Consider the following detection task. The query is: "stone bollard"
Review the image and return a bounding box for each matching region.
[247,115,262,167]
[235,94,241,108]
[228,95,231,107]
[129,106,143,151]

########

**Task to complete**: Pull every line from the records above and reproduce each one word for word, without any changes.

**Answer to the task**:
Consider the following detection task. The query is: "stone bollard"
Review the image and return a bounding box for each matching region.
[247,115,262,167]
[235,94,241,108]
[228,95,231,107]
[129,106,143,151]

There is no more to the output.